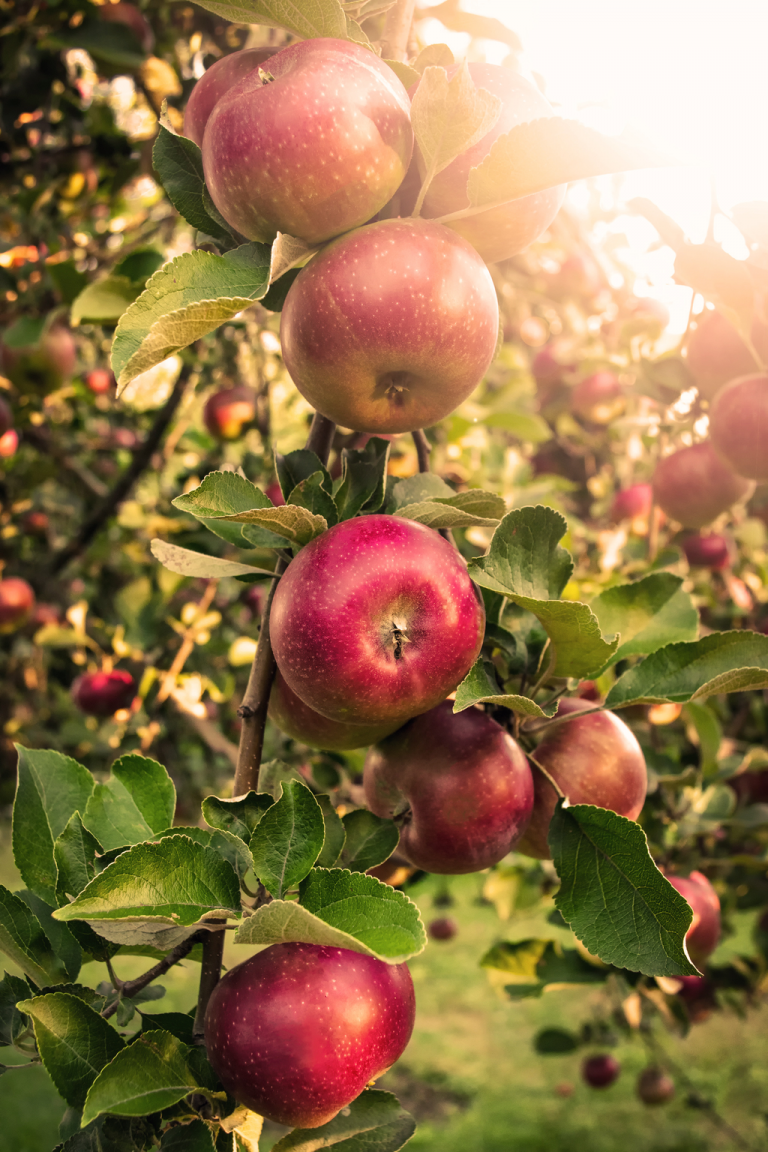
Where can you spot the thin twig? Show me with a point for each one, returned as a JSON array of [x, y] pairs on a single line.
[[141, 461]]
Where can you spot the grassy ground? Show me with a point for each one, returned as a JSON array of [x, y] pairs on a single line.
[[470, 1073]]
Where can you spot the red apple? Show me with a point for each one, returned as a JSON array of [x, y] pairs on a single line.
[[654, 1085], [100, 694], [390, 327], [693, 485], [599, 398], [463, 783], [228, 412], [298, 720], [600, 1071], [496, 233], [217, 80], [707, 551], [16, 603], [704, 934], [314, 148], [375, 621], [129, 15], [297, 1031], [635, 501], [738, 425], [442, 929], [594, 759], [100, 380], [716, 353]]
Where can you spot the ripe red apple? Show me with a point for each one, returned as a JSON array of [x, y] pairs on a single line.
[[390, 327], [693, 485], [375, 621], [635, 501], [704, 934], [600, 1071], [463, 783], [298, 720], [129, 15], [654, 1085], [314, 148], [227, 412], [442, 929], [496, 233], [599, 398], [738, 425], [707, 551], [100, 380], [16, 603], [716, 353], [100, 694], [215, 81], [297, 1031], [594, 759]]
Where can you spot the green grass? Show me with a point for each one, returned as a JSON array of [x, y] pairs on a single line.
[[471, 1074]]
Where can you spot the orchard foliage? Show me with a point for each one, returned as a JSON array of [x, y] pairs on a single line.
[[147, 517]]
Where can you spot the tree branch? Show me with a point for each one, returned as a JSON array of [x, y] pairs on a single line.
[[141, 461]]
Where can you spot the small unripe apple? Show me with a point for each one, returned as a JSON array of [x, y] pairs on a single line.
[[228, 412], [100, 694], [298, 1030], [442, 929], [594, 759], [461, 782], [599, 398], [16, 603], [601, 1070], [312, 145], [298, 720], [655, 1086], [693, 485], [390, 327], [375, 621], [704, 934], [738, 425], [707, 551], [215, 81]]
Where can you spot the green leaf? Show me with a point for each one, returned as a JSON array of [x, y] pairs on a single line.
[[614, 896], [137, 801], [104, 301], [151, 1074], [363, 478], [74, 1040], [196, 563], [74, 853], [63, 944], [51, 788], [238, 816], [448, 118], [179, 164], [312, 495], [526, 563], [735, 661], [343, 909], [648, 614], [478, 688], [334, 833], [370, 840], [308, 21], [373, 1122], [288, 839], [184, 300], [174, 881], [23, 940], [544, 153]]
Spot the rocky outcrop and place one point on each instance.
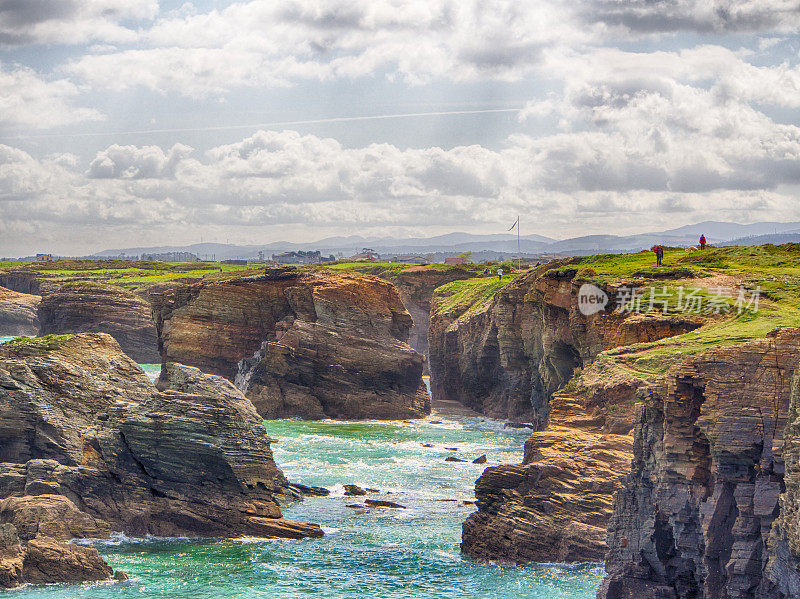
(416, 285)
(18, 313)
(90, 446)
(30, 282)
(310, 344)
(700, 514)
(42, 560)
(85, 307)
(555, 506)
(506, 361)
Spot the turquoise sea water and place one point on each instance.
(376, 553)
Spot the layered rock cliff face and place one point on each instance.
(416, 285)
(310, 344)
(700, 512)
(508, 359)
(89, 446)
(81, 307)
(555, 505)
(30, 282)
(18, 313)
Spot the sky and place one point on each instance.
(144, 122)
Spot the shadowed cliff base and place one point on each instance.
(90, 447)
(308, 344)
(556, 504)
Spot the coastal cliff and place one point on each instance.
(701, 504)
(699, 514)
(555, 505)
(18, 313)
(506, 354)
(88, 307)
(89, 446)
(309, 344)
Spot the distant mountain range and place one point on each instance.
(493, 246)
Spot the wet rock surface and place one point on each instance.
(555, 506)
(302, 344)
(700, 513)
(90, 446)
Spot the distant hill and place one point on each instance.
(500, 245)
(776, 239)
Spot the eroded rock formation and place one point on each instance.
(89, 446)
(85, 307)
(700, 512)
(508, 360)
(18, 313)
(555, 505)
(310, 344)
(416, 285)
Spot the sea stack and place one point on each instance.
(90, 447)
(308, 344)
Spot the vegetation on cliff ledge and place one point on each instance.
(772, 272)
(464, 298)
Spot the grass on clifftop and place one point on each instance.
(128, 274)
(460, 299)
(774, 270)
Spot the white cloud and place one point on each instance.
(262, 43)
(71, 21)
(131, 162)
(28, 100)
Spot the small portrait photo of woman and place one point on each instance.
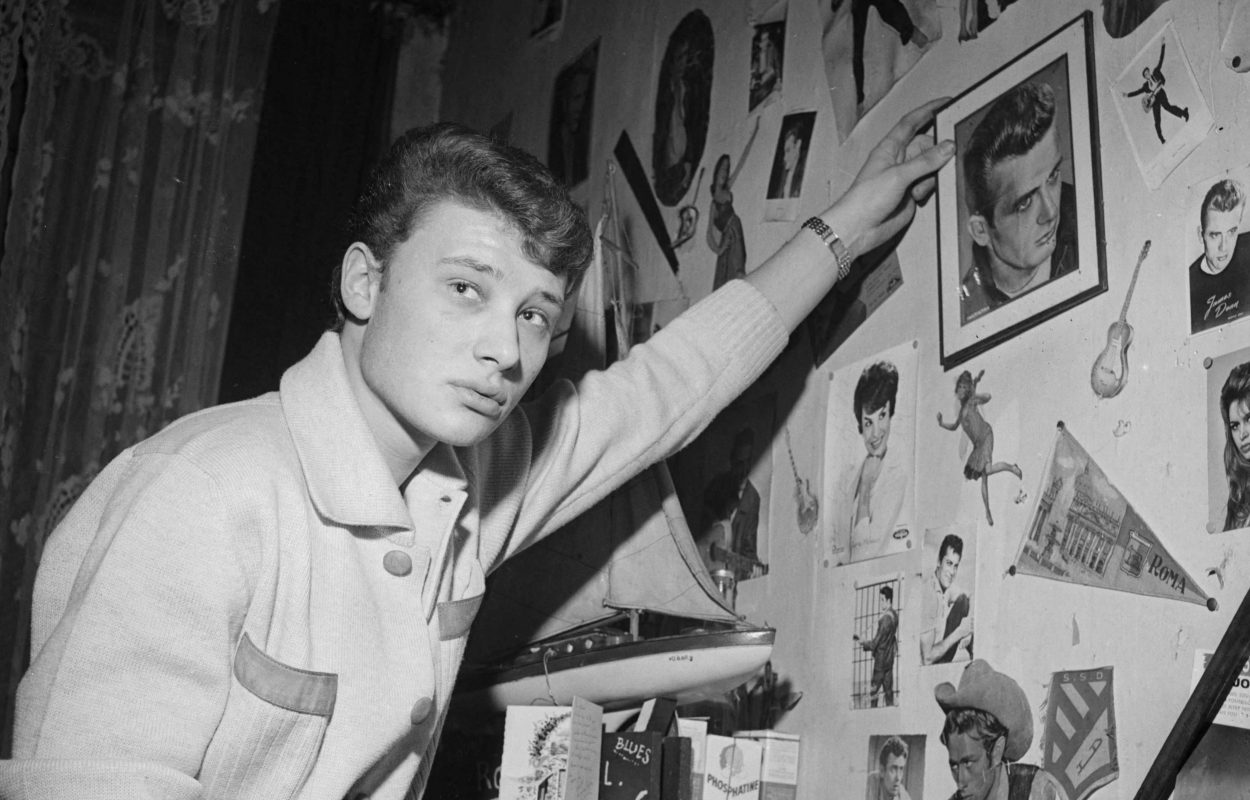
(1228, 381)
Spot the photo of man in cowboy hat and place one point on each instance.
(988, 730)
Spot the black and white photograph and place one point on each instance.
(1161, 106)
(1020, 206)
(1218, 251)
(875, 643)
(895, 766)
(948, 585)
(868, 45)
(683, 100)
(724, 479)
(1228, 441)
(571, 116)
(789, 166)
(768, 58)
(870, 434)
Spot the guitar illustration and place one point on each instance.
(1111, 366)
(806, 503)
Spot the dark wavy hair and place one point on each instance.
(976, 724)
(1236, 468)
(449, 161)
(878, 386)
(1013, 126)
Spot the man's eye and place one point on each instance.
(536, 318)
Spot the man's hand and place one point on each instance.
(898, 174)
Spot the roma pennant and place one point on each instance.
(1084, 531)
(1080, 731)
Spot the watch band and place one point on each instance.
(833, 241)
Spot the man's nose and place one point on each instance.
(499, 341)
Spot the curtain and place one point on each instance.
(120, 243)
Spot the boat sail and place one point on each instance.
(563, 618)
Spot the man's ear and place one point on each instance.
(980, 229)
(996, 751)
(360, 281)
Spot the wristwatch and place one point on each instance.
(833, 241)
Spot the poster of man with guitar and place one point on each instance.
(1219, 279)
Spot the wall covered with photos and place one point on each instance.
(1093, 510)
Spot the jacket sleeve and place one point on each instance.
(123, 696)
(593, 436)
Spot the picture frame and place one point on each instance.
(1038, 229)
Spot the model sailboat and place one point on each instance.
(618, 606)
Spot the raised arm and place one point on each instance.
(898, 174)
(741, 159)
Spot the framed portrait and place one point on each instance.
(1020, 205)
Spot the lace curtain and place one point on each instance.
(120, 246)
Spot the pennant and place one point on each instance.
(1084, 531)
(1080, 749)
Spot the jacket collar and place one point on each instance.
(346, 476)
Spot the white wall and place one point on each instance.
(1024, 624)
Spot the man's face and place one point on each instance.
(895, 770)
(1220, 236)
(875, 430)
(456, 331)
(971, 766)
(1024, 226)
(791, 151)
(948, 568)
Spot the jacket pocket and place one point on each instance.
(271, 730)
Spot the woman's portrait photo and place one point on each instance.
(1228, 415)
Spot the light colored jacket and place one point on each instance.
(245, 605)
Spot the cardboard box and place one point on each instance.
(733, 769)
(696, 731)
(779, 769)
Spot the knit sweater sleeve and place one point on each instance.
(123, 698)
(593, 436)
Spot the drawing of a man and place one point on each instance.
(1219, 280)
(1021, 213)
(946, 609)
(886, 783)
(873, 493)
(884, 646)
(988, 730)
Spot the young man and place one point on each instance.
(884, 646)
(1021, 214)
(988, 729)
(948, 609)
(874, 491)
(1219, 280)
(271, 599)
(886, 783)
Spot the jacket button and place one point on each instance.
(398, 563)
(421, 710)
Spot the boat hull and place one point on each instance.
(688, 668)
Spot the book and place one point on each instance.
(678, 755)
(630, 765)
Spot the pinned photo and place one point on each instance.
(1161, 106)
(789, 166)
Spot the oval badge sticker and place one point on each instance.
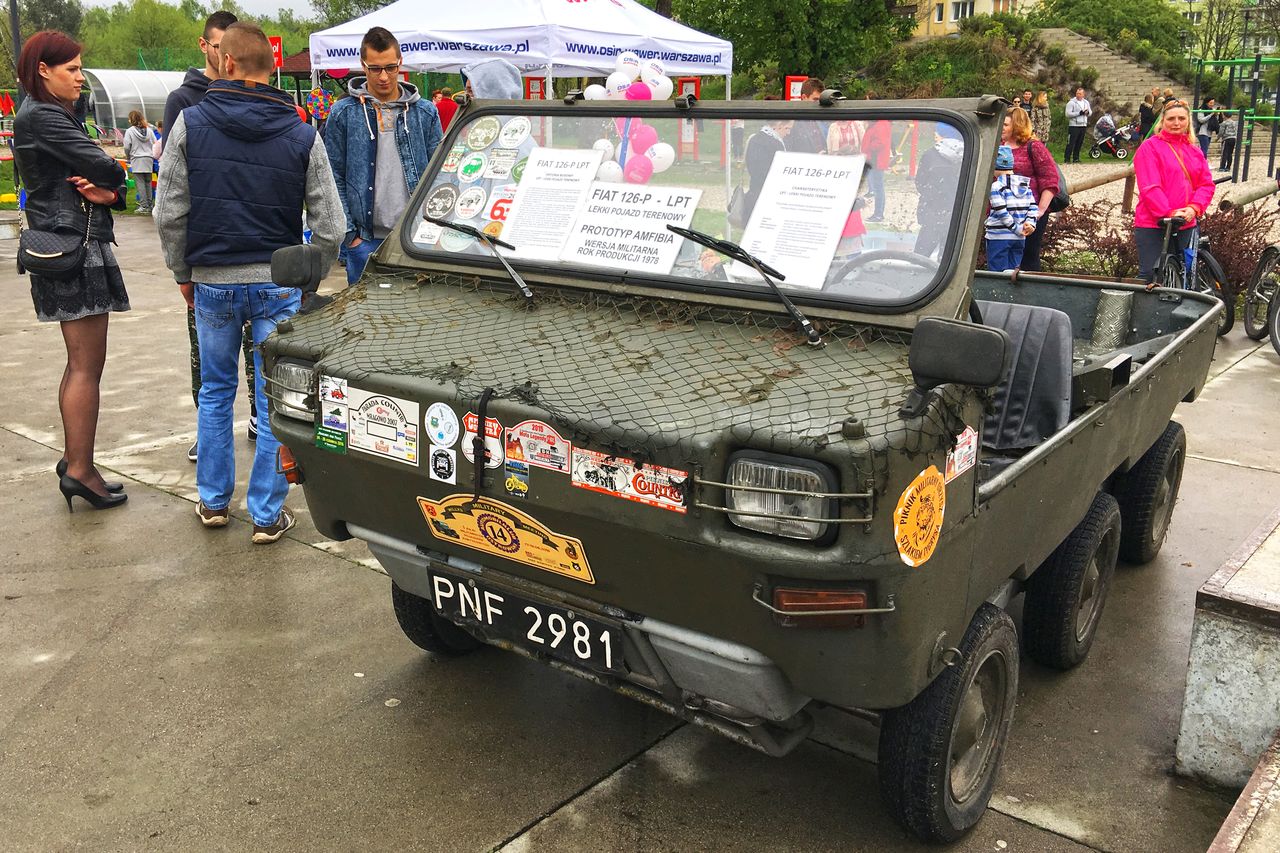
(918, 516)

────────────────────────────────────────

Rewrite all the rows above with "on each instance" swapped for "on every instance" and nothing else changed. Leave the pictures out.

Where can you spot the thin twig? Show me with a point for each one, returned as a JSON array of [x, y] pairs on a single line.
[[141, 461]]
Where can you spot the grassy ground? Show me with a point for each one, returned as a JSON array of [x, y] pairs on a single line.
[[470, 1073]]
Where can you spot the red apple? Show me with a point for each one, returned as a JSON array of [x, y] pairs on a single line.
[[654, 1085], [100, 694], [390, 327], [693, 485], [599, 398], [463, 783], [228, 412], [298, 720], [600, 1071], [496, 233], [217, 80], [707, 551], [16, 603], [704, 934], [314, 148], [375, 621], [129, 15], [297, 1031], [635, 501], [738, 425], [442, 929], [594, 759], [100, 380], [716, 353]]
Where can you spot the ripe red apple? Show me with a point for each one, returned as a JSON array of [x, y] pairs on a single line.
[[390, 327], [693, 485], [375, 621], [635, 501], [704, 934], [600, 1071], [463, 783], [298, 720], [129, 15], [654, 1085], [314, 148], [227, 412], [442, 929], [496, 233], [599, 398], [738, 425], [707, 551], [100, 380], [16, 603], [716, 353], [100, 694], [215, 81], [297, 1031], [594, 759]]
Where can you spot the green grass? Show me with a point for each one, returned as a JSON array of [x, y] pairs on a single line.
[[471, 1074]]
Where can you spot the orchard foliage? Show me with a point for each one, returned as a JSON array of [x, y] pairs on a single line.
[[147, 517]]
Where can you spot the tree branch? Show me with a point for each one, returned as a JSON array of [x, y] pairs on a single line.
[[141, 461]]
Where can you spot the small unripe apple? Show me with a point for each one, returned as a JSON array of [x, y] pairs on a single line.
[[228, 412], [100, 694], [298, 1030], [442, 929], [594, 759], [461, 782], [599, 398], [16, 603], [601, 1070], [312, 145], [298, 720], [655, 1086], [693, 485], [390, 327], [375, 621], [704, 934], [738, 425], [707, 551], [215, 81]]
Where can you spot the green leaf? Show me with a point for each one, returned as a JSON array of [x, y] pairs on a single line.
[[614, 896], [137, 801], [104, 301], [151, 1074], [363, 478], [74, 1040], [196, 563], [74, 853], [63, 944], [51, 788], [238, 816], [448, 118], [179, 164], [312, 495], [526, 563], [735, 661], [343, 909], [648, 614], [478, 688], [334, 833], [370, 840], [308, 21], [373, 1122], [288, 839], [184, 300], [174, 881], [23, 940], [544, 153]]
Spot the rocky outcrop and place one point on every instance.
(416, 285)
(18, 313)
(90, 446)
(30, 282)
(310, 344)
(700, 514)
(42, 560)
(85, 307)
(555, 506)
(506, 361)
Spot the turquoise sea water and place one point on every instance.
(376, 553)
Spot the layered rock cliff face and place one point on every instance.
(416, 285)
(310, 344)
(700, 512)
(508, 359)
(89, 446)
(81, 307)
(555, 505)
(30, 282)
(18, 313)
Spot the sky and place one point on every instance.
(144, 122)
Spot the shadowed cliff base and place one point on every instance.
(90, 447)
(308, 344)
(556, 504)
Spot the coastal cliff and place one point on every instance.
(701, 504)
(699, 514)
(555, 505)
(18, 313)
(506, 354)
(88, 307)
(89, 446)
(309, 344)
Spot the distant mountain range and place one point on every instance.
(493, 246)
Spot the wet rock surface and place one point on every instance.
(555, 506)
(302, 344)
(700, 513)
(90, 446)
Spot the distant hill and place one point on every instance.
(500, 245)
(776, 239)
Spot the eroded rock formation and place one point on every instance.
(89, 446)
(85, 307)
(700, 512)
(508, 360)
(18, 313)
(555, 505)
(310, 344)
(416, 285)
Spot the sea stack and place one point on every instance.
(90, 447)
(308, 344)
Spot the vegetation on cliff ledge and place one point on every instance.
(772, 272)
(464, 298)
Spot the grass on clifftop and place one point on every instance.
(128, 274)
(460, 299)
(774, 270)
Spot the white cloud and place one point on every instance.
(262, 43)
(71, 21)
(131, 162)
(28, 100)
Spot the small portrait photo of woman and place one point on every instance.
(1228, 381)
Spot the photo of man in cowboy hat and place one point on every instance.
(988, 730)
Spot the black and white photograph and place one point on every instance.
(1161, 106)
(1020, 206)
(1218, 251)
(875, 643)
(895, 766)
(948, 585)
(868, 45)
(683, 100)
(724, 479)
(1228, 441)
(571, 116)
(789, 166)
(768, 58)
(870, 434)
Spot the guitar illustration and place one point on every instance.
(1111, 366)
(806, 503)
Spot the dark wavy hair and place one point on every instance.
(976, 724)
(1236, 468)
(449, 161)
(878, 386)
(1013, 126)
Spot the man's eye and place one point on every instance.
(536, 318)
Spot the man's hand and place one point on every instance.
(898, 174)
Spot the roma pennant and place one point on every instance.
(1084, 531)
(1080, 731)
Spot the watch band and place one point on every instance.
(833, 241)
Spot the man's nose and place one point on every instance.
(499, 341)
Spot the curtain and place one point on every instance.
(120, 243)
Spot the boat sail and place one point on every instance.
(563, 618)
Spot the man's ear and place one point on every instance.
(980, 229)
(996, 751)
(360, 281)
Spot the wristwatch and place one point on every instance.
(833, 241)
Spot the poster of man with guitar and place one point on every instance.
(1219, 279)
Spot the wall covered with photos and place one point on every instance.
(1093, 510)
Spot the jacket sleeve and place one point on every instance.
(123, 696)
(593, 436)
Spot the picture frame and place one point on every instance.
(1038, 229)
Spot the model sailboat and place one point on every instance.
(618, 606)
Spot the raised arm and place one point on every instance.
(898, 174)
(741, 159)
Spot the framed portrait and place one point on every instance.
(1020, 205)
Spot the lace curtain and place one point on every instance.
(120, 246)
Spot the pennant and place one point on every instance.
(1084, 531)
(1080, 749)
Spot the jacket collar and place one point on every instance.
(346, 476)
Spot the white wall and place one point on every instance.
(1024, 624)
Spot the man's face and place one point on every instance.
(895, 770)
(1220, 236)
(875, 430)
(456, 331)
(971, 766)
(1024, 226)
(791, 151)
(948, 568)
Spot the jacket pocket and place one point on every instance.
(271, 730)
Spot the woman's portrait photo and place one point on every instance.
(1228, 415)
Spot the light colored jacket and place one point on every instance.
(245, 605)
Spot the cardboard box and place one point on every instance.
(733, 769)
(696, 731)
(779, 769)
Spot the knit sweater sleeve and place one point on every instance.
(123, 698)
(593, 436)
Spot the drawing of a man and place one point on every instance.
(1219, 280)
(1021, 213)
(946, 609)
(886, 783)
(873, 493)
(884, 646)
(988, 730)
Spot the young man and place one point on every instance.
(884, 646)
(1021, 214)
(988, 729)
(948, 609)
(874, 491)
(1219, 280)
(271, 599)
(886, 783)
Spot the jacket button and place one point on every instance.
(398, 563)
(421, 710)
Spot the boat hull and place one point on every instance.
(688, 668)
Spot the book and place one point on every instance.
(678, 755)
(630, 765)
Spot the pinned photo and place one point on every instance.
(1161, 106)
(789, 166)
Spot the oval badge sticker and place one point on every instance.
(918, 516)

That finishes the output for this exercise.